(Pointing records)

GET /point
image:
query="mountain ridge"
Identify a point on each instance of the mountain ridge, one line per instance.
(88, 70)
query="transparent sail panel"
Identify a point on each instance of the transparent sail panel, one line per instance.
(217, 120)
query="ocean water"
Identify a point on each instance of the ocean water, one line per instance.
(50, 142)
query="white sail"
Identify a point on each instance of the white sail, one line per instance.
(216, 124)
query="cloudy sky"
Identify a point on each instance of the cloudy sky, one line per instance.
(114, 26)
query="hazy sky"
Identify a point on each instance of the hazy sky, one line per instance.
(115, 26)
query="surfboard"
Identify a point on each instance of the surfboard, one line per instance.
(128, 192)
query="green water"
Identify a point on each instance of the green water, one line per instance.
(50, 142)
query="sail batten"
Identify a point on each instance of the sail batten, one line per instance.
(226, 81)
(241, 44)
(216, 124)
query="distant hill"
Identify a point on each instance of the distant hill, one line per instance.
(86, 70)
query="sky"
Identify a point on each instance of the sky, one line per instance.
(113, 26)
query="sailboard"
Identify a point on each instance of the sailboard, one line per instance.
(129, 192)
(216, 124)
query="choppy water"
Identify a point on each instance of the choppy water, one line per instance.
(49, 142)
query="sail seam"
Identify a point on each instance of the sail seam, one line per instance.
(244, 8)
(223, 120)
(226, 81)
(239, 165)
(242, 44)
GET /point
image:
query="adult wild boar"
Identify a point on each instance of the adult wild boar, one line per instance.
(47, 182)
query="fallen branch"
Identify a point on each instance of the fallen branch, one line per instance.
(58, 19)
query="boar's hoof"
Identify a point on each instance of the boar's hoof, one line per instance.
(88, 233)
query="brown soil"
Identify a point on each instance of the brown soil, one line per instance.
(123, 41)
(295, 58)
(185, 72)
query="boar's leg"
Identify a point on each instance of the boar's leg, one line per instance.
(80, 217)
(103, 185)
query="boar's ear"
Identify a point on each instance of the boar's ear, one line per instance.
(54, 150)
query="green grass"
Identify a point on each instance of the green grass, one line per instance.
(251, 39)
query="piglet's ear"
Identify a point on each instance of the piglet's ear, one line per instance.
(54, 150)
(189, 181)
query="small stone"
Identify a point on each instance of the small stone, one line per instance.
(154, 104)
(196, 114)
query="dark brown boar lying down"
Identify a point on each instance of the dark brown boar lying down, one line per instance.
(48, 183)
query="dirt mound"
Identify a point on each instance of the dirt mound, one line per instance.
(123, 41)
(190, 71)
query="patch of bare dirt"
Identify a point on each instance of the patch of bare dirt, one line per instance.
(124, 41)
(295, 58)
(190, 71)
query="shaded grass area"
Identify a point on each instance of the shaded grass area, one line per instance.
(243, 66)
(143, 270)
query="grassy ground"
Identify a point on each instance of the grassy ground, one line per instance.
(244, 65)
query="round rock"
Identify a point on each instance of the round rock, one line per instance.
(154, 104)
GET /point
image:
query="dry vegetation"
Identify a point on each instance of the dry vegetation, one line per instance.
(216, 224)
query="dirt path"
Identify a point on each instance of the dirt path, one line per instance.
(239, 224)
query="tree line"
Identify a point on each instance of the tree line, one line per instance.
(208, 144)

# WRITTEN EXERCISE
Repeat all the entries exactly as given.

# WRITTEN SOLUTION
GET /point
image:
query="mountain ridge"
Identify a point on each instance of the mountain ridge, one line per instance.
(88, 70)
query="transparent sail panel"
Identify a point on each instance of the transparent sail panel, one line per instance.
(217, 120)
query="ocean water"
Identify a point on each instance of the ocean water, one line per instance.
(50, 142)
query="white sail"
Identify a point on each instance of the white sail, one line per instance.
(216, 124)
query="cloudy sky"
Identify a point on each instance of the cloudy sky, one line per instance.
(114, 26)
query="hazy sky"
Identify a point on each instance of the hazy sky, one line per instance.
(115, 26)
query="surfboard"
Identify a point on each instance of the surfboard, one line per instance.
(128, 192)
query="green water"
Identify a point on each instance of the green water, one line per instance.
(50, 142)
query="sail batten"
Identify a point on each instance of the sail batten, one line per instance.
(226, 81)
(241, 44)
(216, 124)
query="distant hill"
Identify a point on each instance of the distant hill, one line per instance.
(86, 70)
query="sky"
Identify a point on each instance of the sky, one line per instance.
(113, 26)
query="sailboard"
Identify a point on each instance of the sailboard, one line per instance.
(129, 192)
(216, 124)
query="choppy water"
Identify a point on each instance of the choppy water, one line per instance.
(49, 142)
query="sail seam"
Identify a point on each instance of the sail seam, one line per instance.
(244, 8)
(223, 120)
(226, 81)
(239, 165)
(242, 44)
GET /point
image:
query="adult wild boar"
Identify a point on each instance of the adult wild boar, one line per instance.
(47, 182)
query="fallen branch"
Identify a point on each instance of the fallen branch, one line per instance.
(58, 19)
query="boar's hoof"
Identify a point on each instance of the boar's hoof, one line per instance.
(88, 233)
query="brown soil"
Identify a point on each instance of the brown soil, one line per instance.
(123, 41)
(295, 58)
(185, 72)
query="boar's leg"
Identify a point on each instance of the boar's leg, one line per instance.
(80, 217)
(103, 185)
query="boar's ear"
Identify a point on each instance of the boar's ear, one line per instance.
(54, 150)
query="green grass"
Identify a point on each instance of the green grass, one line per instance.
(251, 39)
query="piglet's ear"
Identify a point on each instance of the piglet's ear, one line per instance.
(54, 150)
(189, 181)
query="small stone"
Identify a point on each instance of the small stone, one line per instance.
(154, 104)
(196, 114)
query="dark brown boar lying down"
Identify a point on each instance of the dark brown boar lying down, one line per instance.
(48, 183)
query="dirt mound"
Identify a point on each instance of the dirt mound, one line per instance.
(123, 41)
(190, 71)
query="patch of bare dirt"
Identify a point on each instance of the patch of bare dirt, one line per instance.
(124, 41)
(295, 58)
(190, 71)
query="shaded grass area"
Identify a point on each instance of the shaded grass area, one line per instance.
(243, 66)
(143, 270)
query="grassy ground"
Identify a point on each instance of the grassy ground, one line per instance.
(244, 65)
query="round rock"
Identify a point on each instance of the round rock, one line per instance.
(154, 104)
GET /point
image:
query="dry vegetation"
Identify a point on each instance of the dry vegetation, one line per instance.
(216, 224)
query="dirt path"
Identify a point on each instance of the dirt path, one line per instance.
(239, 224)
query="tree line"
Identify a point on each instance of the tree line, one line per instance.
(208, 144)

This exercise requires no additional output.